++++ Page excerpt

Hoarding Disorder: Whose Problem is it Anyway?
Ever come home from visiting with family and wondered why you felt like someone else’s hoarding was your issue to deal with? I mean, whose problem is the hoarding disorder anyway?
One of the most challenging aspects of having a family member or other loved one who hoards is that they often fail to recognize the problems in their relationship with their belongings and the condition of their home. If there is a problem, it is not the person who is acquiring and saving, but others’ views of what is happening. At least, that’s how it often plays out.

In families affected by hoarding disorder, an unhealthy family dynamic often exists. We don’t talk about the problem. We don’t trust outsiders with the information. We don’t allow ourselves to feel deeply what is happening in our households. Many families begin a complicated dance with the person who hoards (PWH), a construct called accommodation.
TL; DR: Family members often find themselves changing their behaviors to keep from upsetting the person who hoards, bearing the brunt of the hoarding problem. This may be necessary in chlidhood (for COH), yet accommodation takes away natural consequences that might force the person who hoards to seek or accept help.
To be clear, if you have a parent or other older family member who was responsible for raising you, accommodation may look like abuse and/or neglect at times. In these settings, accommodation is NOT something that is actively chosen. Even in marital relationships, accommodation occurs that may not be equated with choice.
Accommodation: Making Their Problem Our Own
Accommodation, I believe, is well-meaning. Most of us dislike seeing others struggle or in pain and conflict. Because this is uncomfortable to watch, we shift our behaviors and let down our boundaries to make “the other person feel better.” Yet there are times when discomfort is necessary for others to experience! If we accommodate their avoidance behaviors and/or reward boundary violations, we may be robbing them of the natural consequences of their anxiety or other uncomfortable emotional states that would propel them toward the treatment that they need.
As adult children, it is never our responsibility to accommodate our parents’ mental illness, especially when doing so puts our own physical, emotional, psychological, and financial health at risk. Even as spouses or siblings, it is not ours to take control of a problematic situation to make the person who hoards (PWH) more comfortable.
Discomfort is a normative part of life that precipitates change and drives growth. Pain indicates a need for healing. What if we have been raised to reduce or remediate the very situations that might drive the person who hoards (PWH) to get professional care? What if my need to fix or rescue my parent who hoards (PWH) or another person with hoarding behaviors is a distraction from the real problem? For sure, there are instances where we must act to protect the innocent or vulnerable from abuse and neglect, but there are ways to do this while still holding the person who hoard (PWH) responsible for dealing with their mental health issues: hoarding disorder.
How were you taught to accommodate the person who hoards (PWH) in your family? What does that look like? Whose problem is the hoarding disorder? Who is actively taking responsibility for it? How does this need to change?

++++++++

— What to work on —
Answer these questions from the article on hoarding disorder:
1. What name does the article give to the complicated dance many families begin with the person who hoards?
2. Which four kinds of health does the article say can be put at risk when adult children accommodate a parent's mental illness?
3. According to the article, what does pain indicate?

++++ Data for analysis

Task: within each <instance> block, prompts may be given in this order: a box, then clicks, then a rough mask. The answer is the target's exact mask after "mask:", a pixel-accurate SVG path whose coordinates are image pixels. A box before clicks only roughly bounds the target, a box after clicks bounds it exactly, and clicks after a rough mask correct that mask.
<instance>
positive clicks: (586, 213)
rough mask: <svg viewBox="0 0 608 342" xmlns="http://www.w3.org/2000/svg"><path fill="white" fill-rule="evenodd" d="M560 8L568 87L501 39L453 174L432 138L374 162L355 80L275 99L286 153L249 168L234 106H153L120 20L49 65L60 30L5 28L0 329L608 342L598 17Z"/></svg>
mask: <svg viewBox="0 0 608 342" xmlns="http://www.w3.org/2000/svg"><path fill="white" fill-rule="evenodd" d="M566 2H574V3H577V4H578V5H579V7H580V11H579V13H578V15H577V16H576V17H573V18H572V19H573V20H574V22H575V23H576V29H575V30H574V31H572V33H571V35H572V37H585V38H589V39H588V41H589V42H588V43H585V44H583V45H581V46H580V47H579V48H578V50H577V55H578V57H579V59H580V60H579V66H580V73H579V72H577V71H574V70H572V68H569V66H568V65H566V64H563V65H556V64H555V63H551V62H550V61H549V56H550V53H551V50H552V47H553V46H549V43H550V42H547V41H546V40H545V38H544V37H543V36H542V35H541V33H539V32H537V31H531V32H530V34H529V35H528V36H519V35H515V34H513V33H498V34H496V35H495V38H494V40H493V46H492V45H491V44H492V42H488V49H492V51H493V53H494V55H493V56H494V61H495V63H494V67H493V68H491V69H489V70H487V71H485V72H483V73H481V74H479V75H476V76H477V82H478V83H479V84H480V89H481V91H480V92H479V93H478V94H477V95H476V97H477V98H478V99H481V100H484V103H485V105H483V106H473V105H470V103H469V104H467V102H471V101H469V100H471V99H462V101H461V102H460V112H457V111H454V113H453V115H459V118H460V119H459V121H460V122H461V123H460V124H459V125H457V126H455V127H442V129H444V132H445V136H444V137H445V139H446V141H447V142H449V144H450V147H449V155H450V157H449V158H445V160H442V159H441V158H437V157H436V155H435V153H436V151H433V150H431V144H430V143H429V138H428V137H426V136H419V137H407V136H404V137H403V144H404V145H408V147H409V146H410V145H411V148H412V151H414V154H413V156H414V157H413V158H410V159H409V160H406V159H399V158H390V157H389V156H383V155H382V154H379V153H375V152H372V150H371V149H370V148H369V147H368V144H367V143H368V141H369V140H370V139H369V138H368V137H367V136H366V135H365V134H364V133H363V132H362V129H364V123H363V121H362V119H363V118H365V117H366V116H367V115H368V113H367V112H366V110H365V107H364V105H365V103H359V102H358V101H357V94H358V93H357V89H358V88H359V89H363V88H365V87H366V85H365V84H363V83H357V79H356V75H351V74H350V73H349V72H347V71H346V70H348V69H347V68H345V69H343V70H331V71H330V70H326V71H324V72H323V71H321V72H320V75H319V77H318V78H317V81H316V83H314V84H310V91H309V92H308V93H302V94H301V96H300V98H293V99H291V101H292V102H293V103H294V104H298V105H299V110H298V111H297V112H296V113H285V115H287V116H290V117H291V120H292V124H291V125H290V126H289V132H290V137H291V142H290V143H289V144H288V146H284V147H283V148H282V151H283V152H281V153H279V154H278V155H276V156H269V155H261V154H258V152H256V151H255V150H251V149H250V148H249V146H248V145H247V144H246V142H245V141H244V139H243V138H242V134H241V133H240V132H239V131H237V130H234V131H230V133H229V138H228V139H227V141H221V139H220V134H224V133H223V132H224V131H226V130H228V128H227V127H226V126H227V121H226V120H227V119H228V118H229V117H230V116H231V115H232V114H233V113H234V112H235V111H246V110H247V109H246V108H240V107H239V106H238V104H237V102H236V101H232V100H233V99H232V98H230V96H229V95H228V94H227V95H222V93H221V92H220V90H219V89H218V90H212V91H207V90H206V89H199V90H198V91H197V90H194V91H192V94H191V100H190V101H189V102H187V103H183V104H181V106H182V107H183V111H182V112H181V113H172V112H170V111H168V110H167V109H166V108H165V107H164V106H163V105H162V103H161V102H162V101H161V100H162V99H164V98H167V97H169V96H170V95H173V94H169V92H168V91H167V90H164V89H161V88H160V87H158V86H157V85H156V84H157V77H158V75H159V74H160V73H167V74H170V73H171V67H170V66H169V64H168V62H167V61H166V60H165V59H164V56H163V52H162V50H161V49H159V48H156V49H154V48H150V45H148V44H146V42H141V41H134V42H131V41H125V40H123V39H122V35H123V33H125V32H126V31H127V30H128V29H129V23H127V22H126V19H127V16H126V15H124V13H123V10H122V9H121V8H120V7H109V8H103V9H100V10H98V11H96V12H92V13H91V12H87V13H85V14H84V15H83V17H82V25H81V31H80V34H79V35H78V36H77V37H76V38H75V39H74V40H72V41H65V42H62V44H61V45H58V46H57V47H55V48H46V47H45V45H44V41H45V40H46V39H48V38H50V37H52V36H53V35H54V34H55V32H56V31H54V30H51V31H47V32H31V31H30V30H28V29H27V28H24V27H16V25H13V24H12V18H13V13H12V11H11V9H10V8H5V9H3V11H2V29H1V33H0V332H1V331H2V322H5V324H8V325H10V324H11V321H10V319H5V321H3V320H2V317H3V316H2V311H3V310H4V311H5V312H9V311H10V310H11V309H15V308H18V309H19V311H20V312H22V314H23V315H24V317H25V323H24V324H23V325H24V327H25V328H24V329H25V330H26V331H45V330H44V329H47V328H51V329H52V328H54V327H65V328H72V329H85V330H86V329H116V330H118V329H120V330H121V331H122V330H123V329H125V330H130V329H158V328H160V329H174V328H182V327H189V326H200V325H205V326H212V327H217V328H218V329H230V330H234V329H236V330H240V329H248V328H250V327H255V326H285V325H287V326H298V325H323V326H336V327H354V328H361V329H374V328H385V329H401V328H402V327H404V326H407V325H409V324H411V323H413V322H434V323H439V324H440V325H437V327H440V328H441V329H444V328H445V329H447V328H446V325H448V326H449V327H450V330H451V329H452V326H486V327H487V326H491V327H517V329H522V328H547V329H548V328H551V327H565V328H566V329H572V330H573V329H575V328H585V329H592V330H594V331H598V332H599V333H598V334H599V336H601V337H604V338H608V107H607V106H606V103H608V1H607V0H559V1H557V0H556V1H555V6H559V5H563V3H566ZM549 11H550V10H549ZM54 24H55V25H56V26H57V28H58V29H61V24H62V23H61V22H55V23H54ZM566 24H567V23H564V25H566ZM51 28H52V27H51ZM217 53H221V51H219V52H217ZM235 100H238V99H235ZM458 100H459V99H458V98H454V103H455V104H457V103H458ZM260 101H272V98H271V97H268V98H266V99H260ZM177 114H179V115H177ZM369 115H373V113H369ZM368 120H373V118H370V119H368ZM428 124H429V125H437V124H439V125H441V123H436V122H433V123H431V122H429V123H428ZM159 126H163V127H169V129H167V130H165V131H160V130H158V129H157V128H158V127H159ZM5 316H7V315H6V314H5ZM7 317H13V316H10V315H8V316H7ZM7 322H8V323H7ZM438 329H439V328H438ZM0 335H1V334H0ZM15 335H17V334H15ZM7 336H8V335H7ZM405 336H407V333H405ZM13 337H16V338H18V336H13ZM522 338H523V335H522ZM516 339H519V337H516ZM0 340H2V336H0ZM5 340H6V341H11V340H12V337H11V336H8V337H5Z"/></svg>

++++++++

— Written response —
1. Accommodation.
2. Physical, emotional, psychological, and financial health.
3. A need for healing.